WHAT TO DO: Update the records by replacing every occurrence of "Entries" with "Annotations", leaving everything else unchanged.

--- begin MATERIAL FOR THE TASK ---

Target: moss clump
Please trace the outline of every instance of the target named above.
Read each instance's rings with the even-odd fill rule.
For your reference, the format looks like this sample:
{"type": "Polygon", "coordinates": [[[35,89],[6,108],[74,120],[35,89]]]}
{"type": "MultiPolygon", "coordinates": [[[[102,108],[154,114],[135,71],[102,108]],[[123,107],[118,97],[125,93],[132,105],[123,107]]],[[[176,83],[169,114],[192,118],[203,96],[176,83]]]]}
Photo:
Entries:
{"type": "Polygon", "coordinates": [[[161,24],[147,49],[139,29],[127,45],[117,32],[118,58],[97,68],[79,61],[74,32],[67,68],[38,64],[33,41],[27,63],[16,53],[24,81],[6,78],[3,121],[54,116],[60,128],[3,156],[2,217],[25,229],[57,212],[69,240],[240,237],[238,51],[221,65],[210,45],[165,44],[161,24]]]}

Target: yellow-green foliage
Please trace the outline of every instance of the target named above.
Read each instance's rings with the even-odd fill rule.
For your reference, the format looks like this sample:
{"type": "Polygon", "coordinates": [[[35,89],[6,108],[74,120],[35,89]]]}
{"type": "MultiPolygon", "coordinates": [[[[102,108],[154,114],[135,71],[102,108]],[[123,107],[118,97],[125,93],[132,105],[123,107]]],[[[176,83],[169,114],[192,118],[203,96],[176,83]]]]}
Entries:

--- end MATERIAL FOR THE TASK ---

EXERCISE RESPONSE:
Target: moss clump
Please trace the outline of every instance of the target named above.
Read each instance's rings with the even-odd fill rule.
For your reference, the format looks like this sample:
{"type": "Polygon", "coordinates": [[[35,89],[6,108],[74,120],[35,89]]]}
{"type": "MultiPolygon", "coordinates": [[[[102,108],[154,114],[135,71],[102,108]],[[123,107],[118,97],[125,93],[132,105],[123,107]]],[[[176,83],[169,114],[192,118],[203,96],[176,83]]]]}
Photo:
Annotations:
{"type": "Polygon", "coordinates": [[[161,24],[147,49],[139,29],[127,45],[117,32],[118,58],[97,68],[79,61],[74,32],[67,68],[38,64],[33,41],[27,63],[16,53],[24,81],[6,78],[3,121],[54,116],[60,128],[3,156],[2,217],[25,229],[57,212],[69,240],[240,237],[238,51],[221,65],[210,45],[165,44],[161,24]]]}

Target: yellow-green foliage
Please trace the outline of every instance of the target named above.
Read each instance's rings with the even-odd fill rule.
For your reference, the format looks like this sample:
{"type": "Polygon", "coordinates": [[[35,89],[6,108],[74,120],[35,89]]]}
{"type": "MultiPolygon", "coordinates": [[[[102,108],[154,114],[135,71],[102,108]],[[123,107],[118,97],[125,93],[132,105],[123,107]]],[[[176,83],[169,114],[192,118],[203,96],[176,83]]]]}
Annotations:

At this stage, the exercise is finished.